▶ **Prompt**
Collect every line in the entries below that contains the string "chair", and copy each one. Case counts.

▶ **Data supplied**
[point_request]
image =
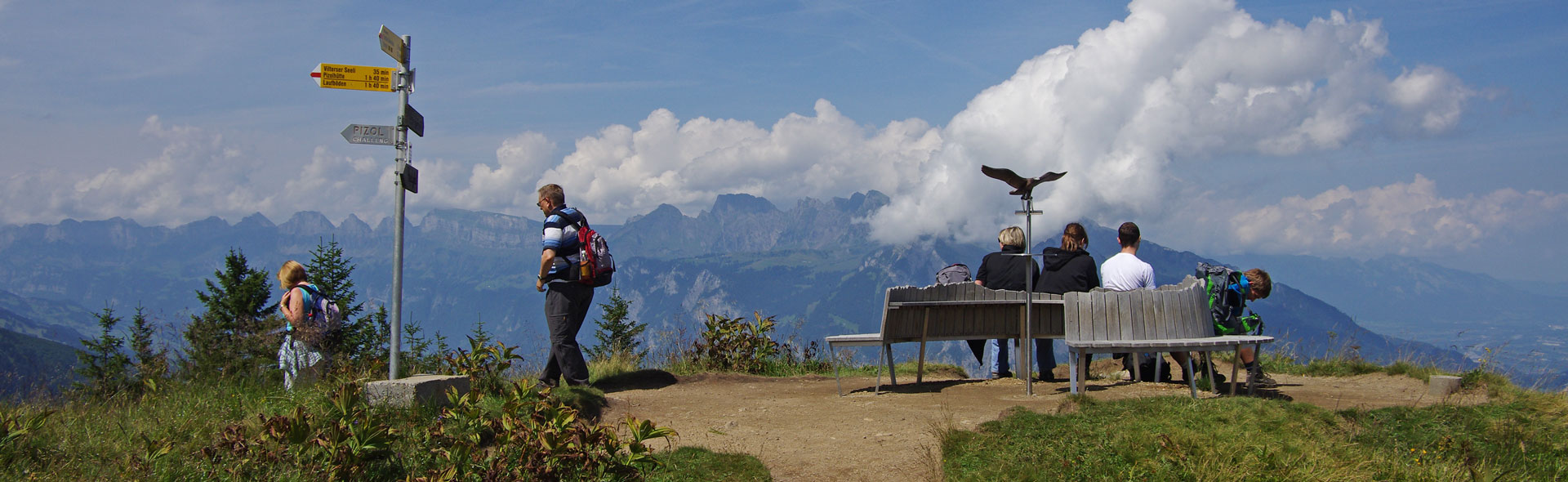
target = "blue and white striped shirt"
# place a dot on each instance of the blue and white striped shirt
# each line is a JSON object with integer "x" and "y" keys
{"x": 560, "y": 234}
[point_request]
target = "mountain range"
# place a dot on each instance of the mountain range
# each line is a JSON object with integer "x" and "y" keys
{"x": 809, "y": 264}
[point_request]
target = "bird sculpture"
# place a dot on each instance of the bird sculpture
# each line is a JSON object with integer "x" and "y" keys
{"x": 1021, "y": 185}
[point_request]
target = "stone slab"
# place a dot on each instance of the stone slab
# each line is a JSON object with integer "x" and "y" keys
{"x": 1443, "y": 385}
{"x": 419, "y": 390}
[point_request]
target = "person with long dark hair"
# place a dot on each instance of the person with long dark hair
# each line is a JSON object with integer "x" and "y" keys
{"x": 1068, "y": 269}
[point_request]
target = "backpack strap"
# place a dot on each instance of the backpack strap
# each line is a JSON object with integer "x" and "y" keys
{"x": 579, "y": 221}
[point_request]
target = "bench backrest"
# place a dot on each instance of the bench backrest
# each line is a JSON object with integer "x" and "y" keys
{"x": 1164, "y": 313}
{"x": 960, "y": 319}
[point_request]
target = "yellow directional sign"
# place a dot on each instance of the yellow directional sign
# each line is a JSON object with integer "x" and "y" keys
{"x": 353, "y": 78}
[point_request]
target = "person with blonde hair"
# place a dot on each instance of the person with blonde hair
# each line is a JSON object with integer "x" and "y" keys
{"x": 568, "y": 301}
{"x": 1068, "y": 269}
{"x": 1007, "y": 269}
{"x": 300, "y": 355}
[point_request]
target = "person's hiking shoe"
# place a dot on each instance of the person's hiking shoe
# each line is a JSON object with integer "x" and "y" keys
{"x": 1256, "y": 377}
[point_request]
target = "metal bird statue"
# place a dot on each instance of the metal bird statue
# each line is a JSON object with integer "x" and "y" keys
{"x": 1021, "y": 185}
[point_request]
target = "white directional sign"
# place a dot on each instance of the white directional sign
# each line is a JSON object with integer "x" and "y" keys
{"x": 392, "y": 44}
{"x": 361, "y": 134}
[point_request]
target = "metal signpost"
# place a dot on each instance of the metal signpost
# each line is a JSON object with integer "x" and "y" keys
{"x": 410, "y": 120}
{"x": 1024, "y": 189}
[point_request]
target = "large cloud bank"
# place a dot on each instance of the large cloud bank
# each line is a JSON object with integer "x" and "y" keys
{"x": 1128, "y": 112}
{"x": 1175, "y": 80}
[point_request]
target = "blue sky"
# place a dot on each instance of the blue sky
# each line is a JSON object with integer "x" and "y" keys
{"x": 1431, "y": 129}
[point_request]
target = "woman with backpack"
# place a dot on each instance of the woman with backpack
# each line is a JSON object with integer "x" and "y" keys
{"x": 301, "y": 349}
{"x": 1068, "y": 269}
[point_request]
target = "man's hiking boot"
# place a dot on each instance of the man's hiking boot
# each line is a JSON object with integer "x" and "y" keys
{"x": 1256, "y": 377}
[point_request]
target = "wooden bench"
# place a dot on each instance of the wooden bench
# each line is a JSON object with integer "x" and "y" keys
{"x": 949, "y": 313}
{"x": 1174, "y": 318}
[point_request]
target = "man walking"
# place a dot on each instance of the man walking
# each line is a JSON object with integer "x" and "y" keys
{"x": 567, "y": 301}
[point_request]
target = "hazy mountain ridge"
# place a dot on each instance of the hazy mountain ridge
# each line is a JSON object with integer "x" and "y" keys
{"x": 1487, "y": 319}
{"x": 811, "y": 266}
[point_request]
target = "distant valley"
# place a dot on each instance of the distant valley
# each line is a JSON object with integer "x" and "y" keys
{"x": 808, "y": 264}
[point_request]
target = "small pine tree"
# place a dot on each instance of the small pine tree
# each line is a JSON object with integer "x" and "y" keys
{"x": 151, "y": 363}
{"x": 333, "y": 274}
{"x": 102, "y": 363}
{"x": 229, "y": 337}
{"x": 617, "y": 330}
{"x": 364, "y": 342}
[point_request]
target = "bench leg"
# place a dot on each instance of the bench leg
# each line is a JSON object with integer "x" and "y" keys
{"x": 1258, "y": 352}
{"x": 893, "y": 374}
{"x": 1073, "y": 379}
{"x": 1192, "y": 379}
{"x": 1235, "y": 366}
{"x": 836, "y": 369}
{"x": 1208, "y": 363}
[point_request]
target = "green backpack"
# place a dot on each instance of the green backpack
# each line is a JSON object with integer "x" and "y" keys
{"x": 1227, "y": 301}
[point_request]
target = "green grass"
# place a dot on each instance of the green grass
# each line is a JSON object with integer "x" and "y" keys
{"x": 121, "y": 440}
{"x": 1520, "y": 437}
{"x": 703, "y": 465}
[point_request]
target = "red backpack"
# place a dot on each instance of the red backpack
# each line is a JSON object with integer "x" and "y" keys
{"x": 596, "y": 264}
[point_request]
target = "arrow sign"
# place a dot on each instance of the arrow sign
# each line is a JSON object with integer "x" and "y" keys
{"x": 392, "y": 44}
{"x": 361, "y": 134}
{"x": 412, "y": 120}
{"x": 353, "y": 78}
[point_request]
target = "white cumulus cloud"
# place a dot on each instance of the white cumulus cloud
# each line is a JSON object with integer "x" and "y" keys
{"x": 664, "y": 160}
{"x": 1402, "y": 217}
{"x": 1170, "y": 85}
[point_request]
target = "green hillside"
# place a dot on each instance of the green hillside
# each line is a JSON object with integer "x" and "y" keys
{"x": 30, "y": 363}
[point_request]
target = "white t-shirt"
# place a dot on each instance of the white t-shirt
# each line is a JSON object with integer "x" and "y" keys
{"x": 1126, "y": 272}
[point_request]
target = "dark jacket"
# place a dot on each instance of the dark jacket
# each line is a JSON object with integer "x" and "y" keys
{"x": 1068, "y": 272}
{"x": 1007, "y": 270}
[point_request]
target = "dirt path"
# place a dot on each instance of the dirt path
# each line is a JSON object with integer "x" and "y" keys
{"x": 804, "y": 431}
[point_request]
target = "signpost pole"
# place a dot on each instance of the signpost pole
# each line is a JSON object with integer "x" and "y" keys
{"x": 395, "y": 342}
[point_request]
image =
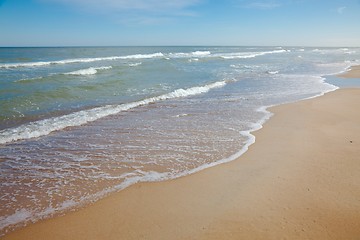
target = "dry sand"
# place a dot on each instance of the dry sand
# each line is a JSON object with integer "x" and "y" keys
{"x": 300, "y": 180}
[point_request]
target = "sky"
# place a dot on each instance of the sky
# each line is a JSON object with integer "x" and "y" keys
{"x": 180, "y": 22}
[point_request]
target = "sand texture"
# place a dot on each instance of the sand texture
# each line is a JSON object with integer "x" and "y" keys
{"x": 300, "y": 180}
{"x": 353, "y": 73}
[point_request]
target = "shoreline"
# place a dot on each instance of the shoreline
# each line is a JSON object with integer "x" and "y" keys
{"x": 204, "y": 205}
{"x": 352, "y": 72}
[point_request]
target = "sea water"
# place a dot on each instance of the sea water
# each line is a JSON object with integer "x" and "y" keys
{"x": 79, "y": 123}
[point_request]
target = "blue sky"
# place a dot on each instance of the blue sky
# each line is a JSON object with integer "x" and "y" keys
{"x": 179, "y": 22}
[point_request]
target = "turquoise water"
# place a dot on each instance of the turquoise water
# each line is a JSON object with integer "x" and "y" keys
{"x": 79, "y": 123}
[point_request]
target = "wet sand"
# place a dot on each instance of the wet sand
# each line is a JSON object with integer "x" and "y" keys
{"x": 300, "y": 180}
{"x": 354, "y": 72}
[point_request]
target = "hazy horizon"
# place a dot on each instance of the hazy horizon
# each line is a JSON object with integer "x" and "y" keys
{"x": 37, "y": 23}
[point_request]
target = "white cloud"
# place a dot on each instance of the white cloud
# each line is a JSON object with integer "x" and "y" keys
{"x": 341, "y": 10}
{"x": 264, "y": 4}
{"x": 130, "y": 12}
{"x": 120, "y": 5}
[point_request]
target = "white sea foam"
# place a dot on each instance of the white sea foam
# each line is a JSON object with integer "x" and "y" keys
{"x": 272, "y": 72}
{"x": 245, "y": 55}
{"x": 46, "y": 126}
{"x": 88, "y": 71}
{"x": 190, "y": 54}
{"x": 81, "y": 60}
{"x": 135, "y": 64}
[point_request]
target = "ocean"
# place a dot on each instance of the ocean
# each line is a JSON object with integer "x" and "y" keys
{"x": 77, "y": 123}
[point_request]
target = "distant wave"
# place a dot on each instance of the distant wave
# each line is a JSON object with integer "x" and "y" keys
{"x": 195, "y": 54}
{"x": 80, "y": 60}
{"x": 135, "y": 64}
{"x": 190, "y": 54}
{"x": 46, "y": 126}
{"x": 249, "y": 54}
{"x": 87, "y": 71}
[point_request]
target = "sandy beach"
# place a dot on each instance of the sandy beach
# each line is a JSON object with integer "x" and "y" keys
{"x": 300, "y": 180}
{"x": 354, "y": 72}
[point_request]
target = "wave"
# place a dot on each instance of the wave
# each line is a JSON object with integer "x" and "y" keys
{"x": 195, "y": 54}
{"x": 135, "y": 64}
{"x": 81, "y": 60}
{"x": 190, "y": 54}
{"x": 87, "y": 71}
{"x": 46, "y": 126}
{"x": 245, "y": 55}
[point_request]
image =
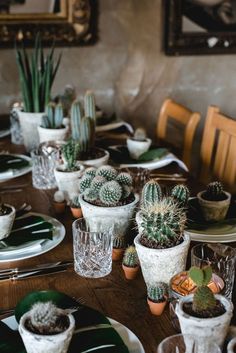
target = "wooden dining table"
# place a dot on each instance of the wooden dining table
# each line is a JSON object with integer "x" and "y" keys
{"x": 114, "y": 296}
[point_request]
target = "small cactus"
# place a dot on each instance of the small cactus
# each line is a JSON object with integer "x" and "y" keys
{"x": 47, "y": 319}
{"x": 203, "y": 298}
{"x": 180, "y": 194}
{"x": 110, "y": 193}
{"x": 130, "y": 258}
{"x": 151, "y": 193}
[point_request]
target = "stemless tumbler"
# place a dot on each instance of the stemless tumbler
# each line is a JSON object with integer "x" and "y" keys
{"x": 92, "y": 250}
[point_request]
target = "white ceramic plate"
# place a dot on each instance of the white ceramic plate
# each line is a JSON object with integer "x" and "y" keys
{"x": 16, "y": 172}
{"x": 129, "y": 338}
{"x": 38, "y": 247}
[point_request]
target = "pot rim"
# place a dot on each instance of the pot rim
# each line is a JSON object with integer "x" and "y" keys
{"x": 228, "y": 305}
{"x": 136, "y": 199}
{"x": 37, "y": 335}
{"x": 186, "y": 240}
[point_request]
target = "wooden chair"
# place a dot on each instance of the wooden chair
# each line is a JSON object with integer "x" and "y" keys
{"x": 186, "y": 117}
{"x": 218, "y": 149}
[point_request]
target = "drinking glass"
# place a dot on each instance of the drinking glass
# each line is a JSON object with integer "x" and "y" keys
{"x": 222, "y": 260}
{"x": 92, "y": 250}
{"x": 187, "y": 344}
{"x": 43, "y": 169}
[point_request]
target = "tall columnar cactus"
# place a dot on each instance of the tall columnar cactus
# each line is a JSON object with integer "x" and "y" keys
{"x": 130, "y": 258}
{"x": 46, "y": 318}
{"x": 151, "y": 193}
{"x": 70, "y": 151}
{"x": 180, "y": 194}
{"x": 163, "y": 223}
{"x": 203, "y": 298}
{"x": 53, "y": 118}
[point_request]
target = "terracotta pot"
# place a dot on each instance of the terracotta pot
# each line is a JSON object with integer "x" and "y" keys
{"x": 59, "y": 207}
{"x": 117, "y": 254}
{"x": 156, "y": 308}
{"x": 130, "y": 272}
{"x": 76, "y": 212}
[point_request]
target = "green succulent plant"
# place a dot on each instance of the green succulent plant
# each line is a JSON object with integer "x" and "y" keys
{"x": 37, "y": 72}
{"x": 203, "y": 298}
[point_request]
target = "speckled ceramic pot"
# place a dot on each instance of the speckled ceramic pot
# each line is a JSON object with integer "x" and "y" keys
{"x": 211, "y": 330}
{"x": 35, "y": 343}
{"x": 160, "y": 265}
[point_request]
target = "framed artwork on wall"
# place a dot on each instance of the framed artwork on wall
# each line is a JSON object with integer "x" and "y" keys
{"x": 199, "y": 27}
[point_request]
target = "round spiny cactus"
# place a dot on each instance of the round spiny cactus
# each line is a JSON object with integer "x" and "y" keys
{"x": 110, "y": 193}
{"x": 85, "y": 182}
{"x": 107, "y": 172}
{"x": 125, "y": 179}
{"x": 46, "y": 318}
{"x": 151, "y": 193}
{"x": 180, "y": 194}
{"x": 130, "y": 258}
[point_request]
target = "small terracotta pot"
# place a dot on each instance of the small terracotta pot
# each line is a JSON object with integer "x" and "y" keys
{"x": 76, "y": 212}
{"x": 59, "y": 207}
{"x": 130, "y": 272}
{"x": 117, "y": 254}
{"x": 156, "y": 308}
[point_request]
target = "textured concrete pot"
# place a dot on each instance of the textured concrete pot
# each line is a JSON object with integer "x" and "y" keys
{"x": 68, "y": 182}
{"x": 35, "y": 343}
{"x": 29, "y": 123}
{"x": 102, "y": 219}
{"x": 98, "y": 162}
{"x": 136, "y": 148}
{"x": 214, "y": 210}
{"x": 160, "y": 265}
{"x": 6, "y": 222}
{"x": 52, "y": 134}
{"x": 211, "y": 330}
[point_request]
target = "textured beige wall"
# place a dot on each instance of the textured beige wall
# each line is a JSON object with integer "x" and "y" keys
{"x": 129, "y": 72}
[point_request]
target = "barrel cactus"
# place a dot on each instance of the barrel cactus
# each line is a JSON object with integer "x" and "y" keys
{"x": 47, "y": 319}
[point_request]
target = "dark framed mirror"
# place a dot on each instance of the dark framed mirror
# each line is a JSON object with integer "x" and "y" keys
{"x": 199, "y": 27}
{"x": 66, "y": 22}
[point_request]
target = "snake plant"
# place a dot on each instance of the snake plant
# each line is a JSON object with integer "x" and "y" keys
{"x": 37, "y": 72}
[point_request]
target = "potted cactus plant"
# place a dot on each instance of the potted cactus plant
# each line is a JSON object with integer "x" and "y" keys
{"x": 138, "y": 144}
{"x": 67, "y": 175}
{"x": 214, "y": 202}
{"x": 118, "y": 247}
{"x": 107, "y": 199}
{"x": 37, "y": 72}
{"x": 157, "y": 298}
{"x": 7, "y": 216}
{"x": 130, "y": 263}
{"x": 161, "y": 244}
{"x": 46, "y": 329}
{"x": 204, "y": 314}
{"x": 52, "y": 128}
{"x": 83, "y": 125}
{"x": 75, "y": 207}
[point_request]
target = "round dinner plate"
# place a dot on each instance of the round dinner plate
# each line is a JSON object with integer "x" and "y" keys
{"x": 37, "y": 247}
{"x": 130, "y": 339}
{"x": 5, "y": 176}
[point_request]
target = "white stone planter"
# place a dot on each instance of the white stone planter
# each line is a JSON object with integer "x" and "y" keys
{"x": 35, "y": 343}
{"x": 160, "y": 265}
{"x": 29, "y": 123}
{"x": 52, "y": 134}
{"x": 68, "y": 182}
{"x": 214, "y": 210}
{"x": 211, "y": 330}
{"x": 6, "y": 222}
{"x": 104, "y": 218}
{"x": 98, "y": 162}
{"x": 136, "y": 148}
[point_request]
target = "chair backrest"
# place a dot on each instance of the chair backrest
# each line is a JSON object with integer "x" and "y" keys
{"x": 183, "y": 115}
{"x": 218, "y": 149}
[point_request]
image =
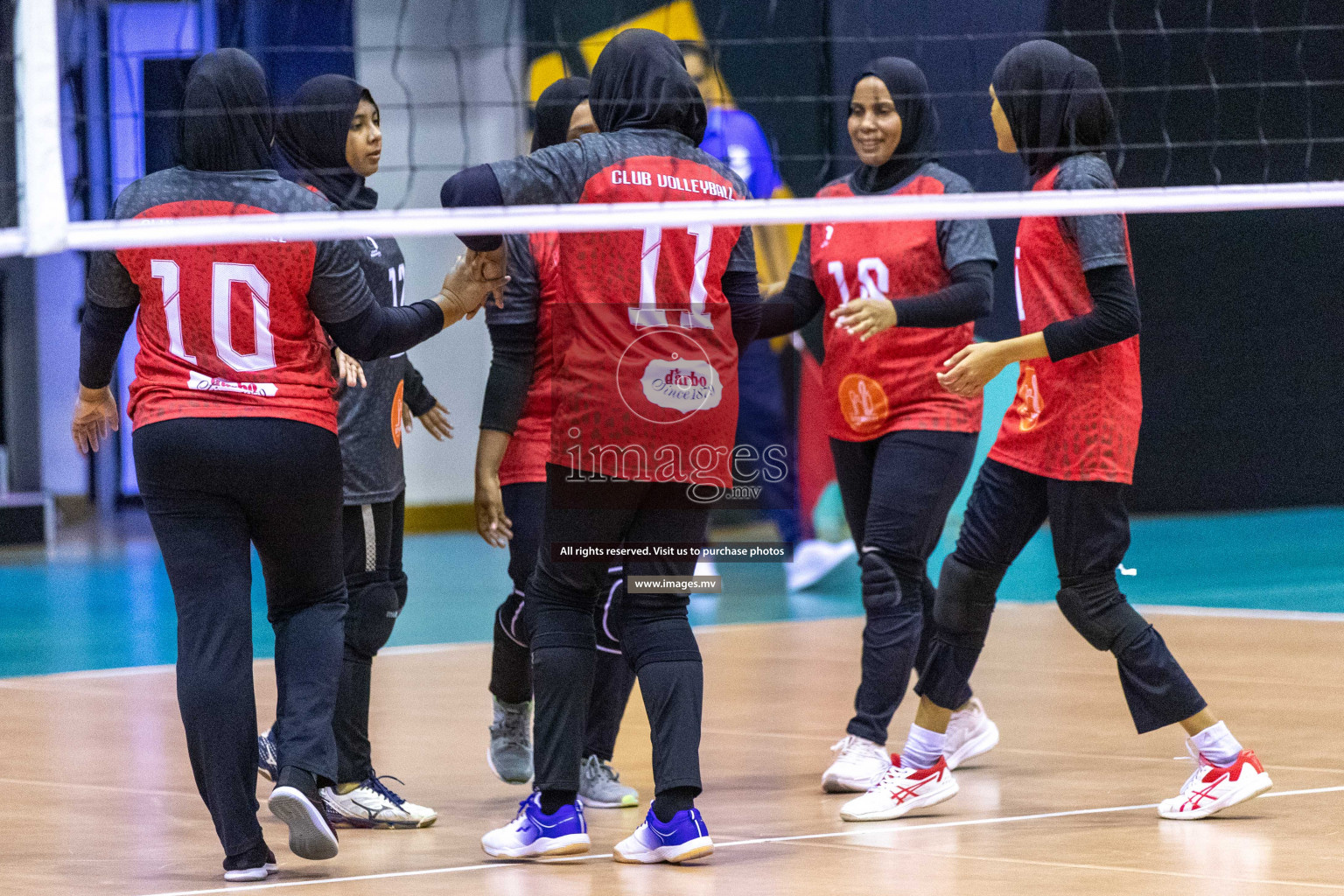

▶ **Response to the exercise**
target = "wooden chair"
# place a dot on each instance of the wooden chair
target = "chair backrest"
# place a dot on each instance of the chair backrest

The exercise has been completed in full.